(The input)

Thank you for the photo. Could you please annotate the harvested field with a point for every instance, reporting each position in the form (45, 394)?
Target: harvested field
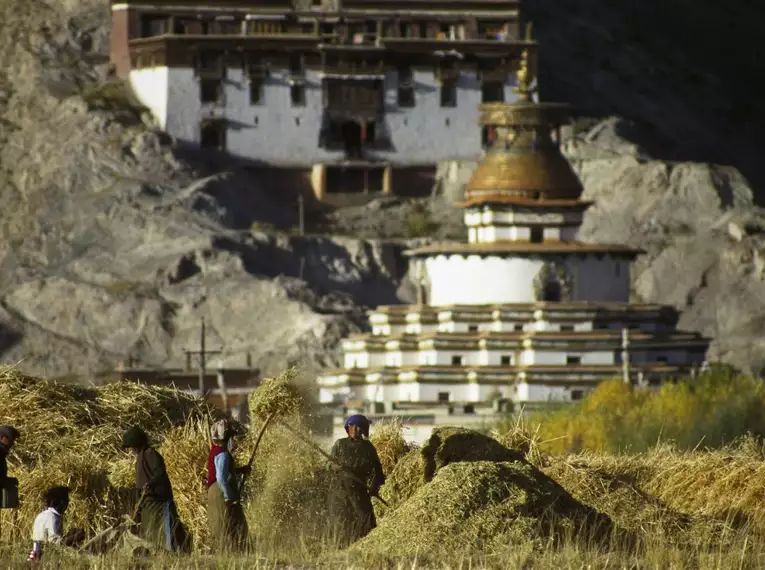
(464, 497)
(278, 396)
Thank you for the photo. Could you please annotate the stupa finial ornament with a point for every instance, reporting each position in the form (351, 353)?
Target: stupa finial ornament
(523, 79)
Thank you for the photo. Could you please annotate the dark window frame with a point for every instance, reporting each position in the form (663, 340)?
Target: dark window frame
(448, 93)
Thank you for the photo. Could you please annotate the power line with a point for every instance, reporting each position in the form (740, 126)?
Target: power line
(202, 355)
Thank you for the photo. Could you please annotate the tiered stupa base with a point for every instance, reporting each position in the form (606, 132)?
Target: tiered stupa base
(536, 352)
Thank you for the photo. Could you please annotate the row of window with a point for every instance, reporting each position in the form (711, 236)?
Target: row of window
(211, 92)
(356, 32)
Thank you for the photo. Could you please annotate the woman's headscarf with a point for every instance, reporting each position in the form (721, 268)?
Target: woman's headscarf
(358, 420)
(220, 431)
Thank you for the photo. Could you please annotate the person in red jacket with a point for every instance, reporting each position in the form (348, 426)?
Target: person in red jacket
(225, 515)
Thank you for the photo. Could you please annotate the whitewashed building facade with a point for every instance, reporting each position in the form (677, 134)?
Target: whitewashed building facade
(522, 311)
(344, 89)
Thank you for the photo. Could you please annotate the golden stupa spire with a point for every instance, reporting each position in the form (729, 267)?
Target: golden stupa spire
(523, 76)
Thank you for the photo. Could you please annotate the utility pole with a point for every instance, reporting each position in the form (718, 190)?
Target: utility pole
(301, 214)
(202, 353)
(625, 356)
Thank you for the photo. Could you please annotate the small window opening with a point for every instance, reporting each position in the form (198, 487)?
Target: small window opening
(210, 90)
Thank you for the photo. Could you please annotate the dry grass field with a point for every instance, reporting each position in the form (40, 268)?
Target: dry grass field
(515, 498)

(End The input)

__About this task__. With the pictures set aside, repeat every entry above exactly.

__Result__.
Thank you for the photo. Could you please annotate the harvested field with a point for every instance, reporting each position in the form (45, 394)?
Target: harvested field
(464, 497)
(278, 396)
Thank you for the photo. Could you please annotate the stupa finial ornament with a point for every instance, reporting each position in the form (351, 353)?
Target: stupa finial ornament
(523, 79)
Thank you for the photo. Could you please annotate the dark window frame with a point for every instance, reporting each position in the form (663, 340)?
Target: dark window frame
(448, 93)
Thank you for the photo. Could you please annotate the power line with a point for every instance, reporting each position in the form (740, 126)?
Target: power line
(202, 355)
Thank you for the photo. Could you please annotate the tiered stupa base with a point for every instance, reporting each position in the form (606, 132)?
Target: tiered stupa base
(536, 352)
Thank you for the photo. Could you please annotate the row of window with a point for every instance, reporting each position in the form (711, 236)?
Target: row of window
(211, 92)
(356, 32)
Thank you for the photo. Could you please annotate the woman's headscarf with a point for every instance, reporting each position in the form (721, 268)?
Target: woman's headscarf
(358, 420)
(220, 431)
Thank you for the photo. Could you please annotate the person in red jacket with a point for every instance, reporting each position in the form (348, 426)?
Target: person in red jacket
(225, 515)
Thank you for the photo. Could you please annotate the whitewashed building facade with a point for every instance, reporting each position in the form (677, 134)?
Target: whitewashed building facade
(522, 311)
(344, 89)
Thank you for the photo. Could you please annotate the golden stupa spire with a point for every instance, reporting each position in the form (729, 267)?
Target: golden stupa spire
(523, 76)
Thank you for the photo. Could you please annotate the utility pole with a point for every instance, reporting each position in the form (718, 190)?
Target: utility pole
(301, 214)
(202, 353)
(625, 356)
Thank you for the photo. Could you please annotate the small window opening with a point for every instance, reporting each position in the form (198, 487)?
Target: small window opening
(210, 90)
Thank you for the photo. Could you please annotate the dry grass field with a point for every instance, reporting each position in the form (40, 268)?
Target: dry grass field
(515, 498)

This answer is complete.